• **Extracted material**:

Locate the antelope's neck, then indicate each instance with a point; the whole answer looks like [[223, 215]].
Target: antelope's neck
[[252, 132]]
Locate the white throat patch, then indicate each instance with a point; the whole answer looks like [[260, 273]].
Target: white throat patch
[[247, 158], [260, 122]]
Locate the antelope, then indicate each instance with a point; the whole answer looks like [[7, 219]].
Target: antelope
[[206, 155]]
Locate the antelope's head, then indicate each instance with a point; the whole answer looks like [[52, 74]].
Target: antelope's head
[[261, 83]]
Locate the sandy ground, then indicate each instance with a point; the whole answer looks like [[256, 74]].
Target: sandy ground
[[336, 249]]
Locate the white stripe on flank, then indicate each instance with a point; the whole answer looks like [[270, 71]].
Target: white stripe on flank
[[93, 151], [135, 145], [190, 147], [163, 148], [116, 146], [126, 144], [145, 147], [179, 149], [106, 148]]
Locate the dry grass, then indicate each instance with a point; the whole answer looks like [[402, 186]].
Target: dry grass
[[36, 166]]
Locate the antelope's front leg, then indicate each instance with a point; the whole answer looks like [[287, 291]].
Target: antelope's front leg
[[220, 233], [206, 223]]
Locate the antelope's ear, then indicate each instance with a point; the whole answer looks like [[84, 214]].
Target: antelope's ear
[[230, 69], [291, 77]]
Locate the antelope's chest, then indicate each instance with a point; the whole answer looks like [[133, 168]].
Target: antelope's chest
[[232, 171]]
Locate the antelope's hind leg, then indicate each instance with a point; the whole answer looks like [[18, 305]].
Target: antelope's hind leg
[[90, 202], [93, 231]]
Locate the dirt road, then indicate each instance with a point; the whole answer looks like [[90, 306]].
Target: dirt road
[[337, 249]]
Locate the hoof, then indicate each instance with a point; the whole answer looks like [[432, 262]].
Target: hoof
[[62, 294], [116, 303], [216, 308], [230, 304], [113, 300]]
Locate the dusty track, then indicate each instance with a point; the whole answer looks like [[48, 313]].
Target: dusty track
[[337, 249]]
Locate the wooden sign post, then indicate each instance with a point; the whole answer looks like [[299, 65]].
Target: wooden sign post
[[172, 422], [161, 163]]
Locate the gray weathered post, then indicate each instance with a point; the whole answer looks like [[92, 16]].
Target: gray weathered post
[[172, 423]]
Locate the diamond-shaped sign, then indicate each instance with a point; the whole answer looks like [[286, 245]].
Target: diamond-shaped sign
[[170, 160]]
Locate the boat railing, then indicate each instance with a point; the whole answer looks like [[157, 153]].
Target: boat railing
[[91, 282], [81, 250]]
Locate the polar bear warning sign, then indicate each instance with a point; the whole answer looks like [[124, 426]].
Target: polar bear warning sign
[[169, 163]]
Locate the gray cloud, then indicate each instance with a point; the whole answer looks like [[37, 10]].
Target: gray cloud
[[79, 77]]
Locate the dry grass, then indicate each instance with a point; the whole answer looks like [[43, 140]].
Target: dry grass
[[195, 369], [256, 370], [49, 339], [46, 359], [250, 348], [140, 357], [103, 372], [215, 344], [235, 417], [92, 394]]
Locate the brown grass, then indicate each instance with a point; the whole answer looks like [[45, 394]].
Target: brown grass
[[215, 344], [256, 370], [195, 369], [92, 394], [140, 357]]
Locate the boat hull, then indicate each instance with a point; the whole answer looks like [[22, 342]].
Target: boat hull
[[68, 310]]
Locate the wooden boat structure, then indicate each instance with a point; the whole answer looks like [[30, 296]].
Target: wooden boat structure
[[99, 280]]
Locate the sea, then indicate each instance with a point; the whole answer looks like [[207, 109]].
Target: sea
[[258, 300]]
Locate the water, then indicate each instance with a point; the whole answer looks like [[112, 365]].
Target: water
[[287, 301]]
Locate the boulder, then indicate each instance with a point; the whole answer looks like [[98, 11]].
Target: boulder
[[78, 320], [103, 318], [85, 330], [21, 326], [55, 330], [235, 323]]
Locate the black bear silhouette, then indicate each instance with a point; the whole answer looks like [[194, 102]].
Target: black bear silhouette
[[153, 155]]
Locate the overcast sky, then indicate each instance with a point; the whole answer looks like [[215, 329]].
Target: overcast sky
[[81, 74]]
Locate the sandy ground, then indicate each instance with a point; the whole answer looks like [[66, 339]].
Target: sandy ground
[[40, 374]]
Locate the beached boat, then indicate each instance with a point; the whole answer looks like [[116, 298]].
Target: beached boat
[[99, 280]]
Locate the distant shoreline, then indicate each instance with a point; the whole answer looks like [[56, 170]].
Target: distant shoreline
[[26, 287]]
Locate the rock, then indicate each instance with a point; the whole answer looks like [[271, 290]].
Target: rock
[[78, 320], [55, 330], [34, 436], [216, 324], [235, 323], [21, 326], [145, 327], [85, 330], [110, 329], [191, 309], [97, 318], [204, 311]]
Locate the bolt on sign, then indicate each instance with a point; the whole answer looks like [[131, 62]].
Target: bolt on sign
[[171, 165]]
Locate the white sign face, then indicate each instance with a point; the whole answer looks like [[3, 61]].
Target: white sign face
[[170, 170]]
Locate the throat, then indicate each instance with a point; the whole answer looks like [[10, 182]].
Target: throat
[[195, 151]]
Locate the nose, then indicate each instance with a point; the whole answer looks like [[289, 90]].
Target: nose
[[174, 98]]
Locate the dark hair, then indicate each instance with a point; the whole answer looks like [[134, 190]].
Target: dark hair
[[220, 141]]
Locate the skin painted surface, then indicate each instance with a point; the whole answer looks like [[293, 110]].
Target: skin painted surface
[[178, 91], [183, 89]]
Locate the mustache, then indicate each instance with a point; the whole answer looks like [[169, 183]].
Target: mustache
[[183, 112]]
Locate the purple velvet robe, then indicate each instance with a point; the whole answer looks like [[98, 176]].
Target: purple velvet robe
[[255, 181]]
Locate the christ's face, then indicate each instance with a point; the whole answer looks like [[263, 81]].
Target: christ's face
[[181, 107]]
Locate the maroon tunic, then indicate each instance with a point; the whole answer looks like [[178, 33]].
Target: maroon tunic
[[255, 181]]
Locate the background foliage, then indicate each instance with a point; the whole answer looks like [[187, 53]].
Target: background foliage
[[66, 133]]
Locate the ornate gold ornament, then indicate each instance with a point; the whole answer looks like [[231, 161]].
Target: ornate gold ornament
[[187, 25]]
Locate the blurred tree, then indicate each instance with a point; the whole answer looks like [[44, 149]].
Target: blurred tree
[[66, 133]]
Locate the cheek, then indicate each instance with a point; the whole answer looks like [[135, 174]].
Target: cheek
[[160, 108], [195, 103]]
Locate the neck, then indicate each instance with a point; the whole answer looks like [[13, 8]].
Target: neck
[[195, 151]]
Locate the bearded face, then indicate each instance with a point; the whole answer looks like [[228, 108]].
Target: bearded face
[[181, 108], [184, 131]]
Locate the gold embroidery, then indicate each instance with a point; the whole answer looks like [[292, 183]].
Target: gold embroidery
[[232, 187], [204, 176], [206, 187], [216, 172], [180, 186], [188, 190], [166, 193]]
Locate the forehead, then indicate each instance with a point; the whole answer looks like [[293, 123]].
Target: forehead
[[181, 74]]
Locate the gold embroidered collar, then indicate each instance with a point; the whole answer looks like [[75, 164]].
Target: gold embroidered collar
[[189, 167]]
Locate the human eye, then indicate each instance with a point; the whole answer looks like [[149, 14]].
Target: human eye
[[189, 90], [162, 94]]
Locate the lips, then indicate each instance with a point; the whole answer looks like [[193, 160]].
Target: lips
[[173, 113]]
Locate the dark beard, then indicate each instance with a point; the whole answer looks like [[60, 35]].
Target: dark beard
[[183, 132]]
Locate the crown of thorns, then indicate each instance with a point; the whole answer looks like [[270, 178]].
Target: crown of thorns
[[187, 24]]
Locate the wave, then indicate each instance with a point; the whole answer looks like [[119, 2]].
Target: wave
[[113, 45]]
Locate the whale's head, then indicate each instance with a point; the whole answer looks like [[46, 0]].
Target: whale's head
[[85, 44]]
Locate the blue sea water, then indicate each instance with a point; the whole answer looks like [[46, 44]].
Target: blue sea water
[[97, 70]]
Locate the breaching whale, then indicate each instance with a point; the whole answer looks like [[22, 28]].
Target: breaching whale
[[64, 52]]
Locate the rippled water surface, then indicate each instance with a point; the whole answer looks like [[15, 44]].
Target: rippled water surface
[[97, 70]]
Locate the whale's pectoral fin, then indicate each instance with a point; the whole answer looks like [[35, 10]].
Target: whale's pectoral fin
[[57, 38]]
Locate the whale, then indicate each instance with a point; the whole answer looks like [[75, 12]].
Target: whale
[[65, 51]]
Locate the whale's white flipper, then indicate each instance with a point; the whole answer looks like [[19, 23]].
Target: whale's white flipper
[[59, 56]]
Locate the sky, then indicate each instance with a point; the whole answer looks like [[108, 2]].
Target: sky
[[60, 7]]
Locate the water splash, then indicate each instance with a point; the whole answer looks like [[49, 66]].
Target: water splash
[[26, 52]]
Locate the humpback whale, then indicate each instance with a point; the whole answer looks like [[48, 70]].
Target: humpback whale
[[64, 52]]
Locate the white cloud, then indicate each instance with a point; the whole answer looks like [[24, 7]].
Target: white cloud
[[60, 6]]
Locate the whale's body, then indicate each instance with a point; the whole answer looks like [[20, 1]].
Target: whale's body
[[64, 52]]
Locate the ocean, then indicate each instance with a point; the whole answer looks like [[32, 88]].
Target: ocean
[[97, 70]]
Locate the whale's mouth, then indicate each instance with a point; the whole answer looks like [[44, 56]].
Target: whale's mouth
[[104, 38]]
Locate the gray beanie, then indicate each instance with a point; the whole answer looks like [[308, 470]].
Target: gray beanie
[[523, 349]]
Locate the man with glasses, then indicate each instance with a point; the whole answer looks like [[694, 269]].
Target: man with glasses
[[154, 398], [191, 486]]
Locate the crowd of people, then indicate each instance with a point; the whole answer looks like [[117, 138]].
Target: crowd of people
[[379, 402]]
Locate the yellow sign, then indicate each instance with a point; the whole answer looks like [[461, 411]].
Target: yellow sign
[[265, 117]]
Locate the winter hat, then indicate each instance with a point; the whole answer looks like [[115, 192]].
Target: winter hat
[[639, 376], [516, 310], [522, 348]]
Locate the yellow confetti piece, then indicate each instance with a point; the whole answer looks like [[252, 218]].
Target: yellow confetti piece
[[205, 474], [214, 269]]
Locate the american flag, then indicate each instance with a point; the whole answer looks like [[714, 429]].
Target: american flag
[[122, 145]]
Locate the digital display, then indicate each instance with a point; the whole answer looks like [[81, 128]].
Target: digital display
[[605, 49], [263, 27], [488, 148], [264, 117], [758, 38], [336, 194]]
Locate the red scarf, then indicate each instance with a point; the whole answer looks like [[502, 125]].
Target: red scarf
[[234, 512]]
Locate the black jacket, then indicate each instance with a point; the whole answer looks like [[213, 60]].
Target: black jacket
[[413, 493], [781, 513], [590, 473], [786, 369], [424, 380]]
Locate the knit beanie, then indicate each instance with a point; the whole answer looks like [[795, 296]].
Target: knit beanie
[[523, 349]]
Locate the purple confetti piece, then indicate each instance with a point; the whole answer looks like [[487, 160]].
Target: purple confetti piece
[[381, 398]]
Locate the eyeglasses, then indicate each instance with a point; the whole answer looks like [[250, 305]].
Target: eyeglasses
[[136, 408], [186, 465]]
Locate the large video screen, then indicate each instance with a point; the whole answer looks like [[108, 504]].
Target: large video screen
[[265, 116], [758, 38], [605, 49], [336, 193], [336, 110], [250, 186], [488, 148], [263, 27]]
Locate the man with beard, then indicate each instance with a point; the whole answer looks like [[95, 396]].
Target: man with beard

• **Problem to solve**: Copy out the data above word for word, from the line containing "Locate the yellow sign, then" through the line containing "[[265, 117]]", including both of those lines.

• **Solution to this exercise**:
Locate the yellow sign, then indicate each instance with a point; the whole answer looks like [[461, 411]].
Target: yellow sign
[[265, 117]]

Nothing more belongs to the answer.